- Exercise objective: Which lines in the data contain the string "blue"? Collect every one of them, and count a match only when the case is the same.

======== Given information

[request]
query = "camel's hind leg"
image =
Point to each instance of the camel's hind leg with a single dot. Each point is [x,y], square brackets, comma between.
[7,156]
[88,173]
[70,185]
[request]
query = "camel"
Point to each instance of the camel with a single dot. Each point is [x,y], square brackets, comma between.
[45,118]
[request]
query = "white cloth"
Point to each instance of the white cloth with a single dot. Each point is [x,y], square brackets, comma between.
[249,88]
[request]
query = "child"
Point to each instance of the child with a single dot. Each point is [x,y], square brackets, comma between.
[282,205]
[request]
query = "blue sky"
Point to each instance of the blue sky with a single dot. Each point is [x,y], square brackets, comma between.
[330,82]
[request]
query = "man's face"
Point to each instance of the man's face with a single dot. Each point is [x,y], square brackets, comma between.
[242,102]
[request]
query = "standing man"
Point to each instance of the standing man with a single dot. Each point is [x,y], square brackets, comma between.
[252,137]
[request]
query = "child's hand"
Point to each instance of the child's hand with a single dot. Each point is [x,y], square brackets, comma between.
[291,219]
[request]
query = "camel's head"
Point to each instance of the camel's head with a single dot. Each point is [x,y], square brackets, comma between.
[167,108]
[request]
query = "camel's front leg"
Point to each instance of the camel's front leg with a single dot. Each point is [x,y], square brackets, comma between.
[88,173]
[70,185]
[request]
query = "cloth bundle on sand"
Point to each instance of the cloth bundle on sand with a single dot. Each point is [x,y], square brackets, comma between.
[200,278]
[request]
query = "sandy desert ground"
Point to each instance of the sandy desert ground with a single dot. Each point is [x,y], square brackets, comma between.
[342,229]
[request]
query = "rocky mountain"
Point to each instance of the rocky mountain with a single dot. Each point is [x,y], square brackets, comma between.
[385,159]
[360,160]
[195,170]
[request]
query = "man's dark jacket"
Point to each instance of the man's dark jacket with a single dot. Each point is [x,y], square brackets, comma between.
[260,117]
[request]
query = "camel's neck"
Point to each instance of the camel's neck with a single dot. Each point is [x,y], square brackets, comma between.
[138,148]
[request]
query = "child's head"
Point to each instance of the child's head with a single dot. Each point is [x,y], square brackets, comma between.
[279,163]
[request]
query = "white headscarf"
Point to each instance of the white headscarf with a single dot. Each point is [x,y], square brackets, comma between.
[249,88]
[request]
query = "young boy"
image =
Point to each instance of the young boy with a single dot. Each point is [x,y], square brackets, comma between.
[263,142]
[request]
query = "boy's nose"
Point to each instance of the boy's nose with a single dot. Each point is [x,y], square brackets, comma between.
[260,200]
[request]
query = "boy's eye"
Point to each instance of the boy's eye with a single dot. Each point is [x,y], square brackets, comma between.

================

- The solution:
query = "blue sky"
Point to each instance of the blue sky with a single dot. Each point is [x,y], square brackets, comma between.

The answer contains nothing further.